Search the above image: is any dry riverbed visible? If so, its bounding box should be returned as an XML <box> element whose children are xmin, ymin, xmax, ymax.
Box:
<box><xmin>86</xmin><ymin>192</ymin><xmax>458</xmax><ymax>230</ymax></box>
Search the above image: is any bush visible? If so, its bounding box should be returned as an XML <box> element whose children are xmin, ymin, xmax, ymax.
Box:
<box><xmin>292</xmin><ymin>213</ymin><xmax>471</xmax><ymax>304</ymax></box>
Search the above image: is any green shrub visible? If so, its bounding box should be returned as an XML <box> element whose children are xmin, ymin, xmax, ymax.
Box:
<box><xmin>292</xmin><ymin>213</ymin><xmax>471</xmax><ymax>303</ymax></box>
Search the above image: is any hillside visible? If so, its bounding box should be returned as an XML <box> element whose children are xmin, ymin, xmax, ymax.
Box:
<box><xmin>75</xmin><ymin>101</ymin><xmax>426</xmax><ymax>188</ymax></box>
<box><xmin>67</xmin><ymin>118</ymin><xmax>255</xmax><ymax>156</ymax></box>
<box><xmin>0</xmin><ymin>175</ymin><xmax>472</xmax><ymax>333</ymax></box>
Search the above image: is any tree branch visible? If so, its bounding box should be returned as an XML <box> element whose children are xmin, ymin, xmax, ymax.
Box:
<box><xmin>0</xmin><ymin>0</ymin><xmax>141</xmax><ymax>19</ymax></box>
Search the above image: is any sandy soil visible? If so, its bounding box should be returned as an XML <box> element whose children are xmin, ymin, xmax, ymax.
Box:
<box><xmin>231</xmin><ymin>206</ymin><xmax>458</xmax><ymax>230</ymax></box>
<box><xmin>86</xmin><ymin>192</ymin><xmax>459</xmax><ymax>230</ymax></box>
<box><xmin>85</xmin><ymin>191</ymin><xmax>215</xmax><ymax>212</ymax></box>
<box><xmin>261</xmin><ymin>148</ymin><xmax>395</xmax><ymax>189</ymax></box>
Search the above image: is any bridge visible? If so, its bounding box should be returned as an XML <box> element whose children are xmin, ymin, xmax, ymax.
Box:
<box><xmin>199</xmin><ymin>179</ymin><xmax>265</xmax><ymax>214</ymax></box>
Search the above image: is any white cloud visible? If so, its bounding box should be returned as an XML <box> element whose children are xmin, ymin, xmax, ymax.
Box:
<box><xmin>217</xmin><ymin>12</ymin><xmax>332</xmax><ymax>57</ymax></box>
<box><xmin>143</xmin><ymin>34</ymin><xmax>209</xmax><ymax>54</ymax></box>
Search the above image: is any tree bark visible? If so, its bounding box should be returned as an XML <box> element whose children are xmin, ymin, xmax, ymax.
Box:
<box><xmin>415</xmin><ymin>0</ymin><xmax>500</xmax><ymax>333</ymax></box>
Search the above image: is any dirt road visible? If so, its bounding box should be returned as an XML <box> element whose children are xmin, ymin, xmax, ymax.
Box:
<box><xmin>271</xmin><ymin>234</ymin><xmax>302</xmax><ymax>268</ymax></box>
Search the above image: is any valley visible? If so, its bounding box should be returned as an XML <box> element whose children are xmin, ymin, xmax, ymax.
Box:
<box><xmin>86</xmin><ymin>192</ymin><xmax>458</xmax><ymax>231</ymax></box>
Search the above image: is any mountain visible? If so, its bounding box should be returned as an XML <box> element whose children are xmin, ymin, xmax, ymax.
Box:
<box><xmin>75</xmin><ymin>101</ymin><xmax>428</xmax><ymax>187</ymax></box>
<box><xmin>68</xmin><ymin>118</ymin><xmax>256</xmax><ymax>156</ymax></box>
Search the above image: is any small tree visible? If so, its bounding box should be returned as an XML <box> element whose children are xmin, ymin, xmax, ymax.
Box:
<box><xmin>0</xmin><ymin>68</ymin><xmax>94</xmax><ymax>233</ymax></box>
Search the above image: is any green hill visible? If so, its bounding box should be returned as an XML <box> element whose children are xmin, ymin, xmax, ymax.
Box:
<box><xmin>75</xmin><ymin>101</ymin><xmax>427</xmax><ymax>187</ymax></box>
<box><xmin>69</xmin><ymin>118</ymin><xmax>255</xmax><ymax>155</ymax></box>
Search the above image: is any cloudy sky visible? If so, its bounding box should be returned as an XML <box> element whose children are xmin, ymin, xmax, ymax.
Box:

Exercise aim:
Rewrite the part of the records from the line containing "Search the above image: is any tree bark" through the end of the records, both ends included and with the requests kept, shifting every box coordinate in the answers by -105. Leave the numbers in the requests as they are.

Response below:
Search the above image: is any tree bark visible? If so, its bounding box should be returned as an XML <box> element whose children are xmin, ymin, xmax, ymax.
Box:
<box><xmin>310</xmin><ymin>-105</ymin><xmax>395</xmax><ymax>228</ymax></box>
Search the above image: is any dirt road visible? If so, its bounding box should be returned as an XML <box> element whose children are xmin, ymin, xmax, ymax.
Box:
<box><xmin>166</xmin><ymin>129</ymin><xmax>197</xmax><ymax>163</ymax></box>
Search the above image: is any valley visible? If so, its bounding box should be returned as an XML <box> element whose children are xmin, ymin, xmax, ymax.
Box:
<box><xmin>-19</xmin><ymin>87</ymin><xmax>353</xmax><ymax>126</ymax></box>
Search the above image: is any mountain visible? If so, its bounding box should be returned as an XML <box> element whose children are xmin, ymin, xmax, ymax.
Box:
<box><xmin>-30</xmin><ymin>-4</ymin><xmax>323</xmax><ymax>82</ymax></box>
<box><xmin>-37</xmin><ymin>13</ymin><xmax>151</xmax><ymax>51</ymax></box>
Search the above image: is any small tree visible? If so, its bounding box should be returned as an XML <box> element whose children are xmin, ymin, xmax, ymax.
Box:
<box><xmin>-105</xmin><ymin>-37</ymin><xmax>-11</xmax><ymax>128</ymax></box>
Search the above image: is any green hill visible? If so, its bounding box should be returned as an XML <box> element whose children are xmin, ymin, xmax, ymax.
Box:
<box><xmin>-30</xmin><ymin>-4</ymin><xmax>322</xmax><ymax>82</ymax></box>
<box><xmin>-36</xmin><ymin>13</ymin><xmax>150</xmax><ymax>50</ymax></box>
Search the above image: is any cloudy sky visible? If so, its bounding box should be returned as an XML <box> element whose children are xmin, ymin, xmax, ymax.
Box:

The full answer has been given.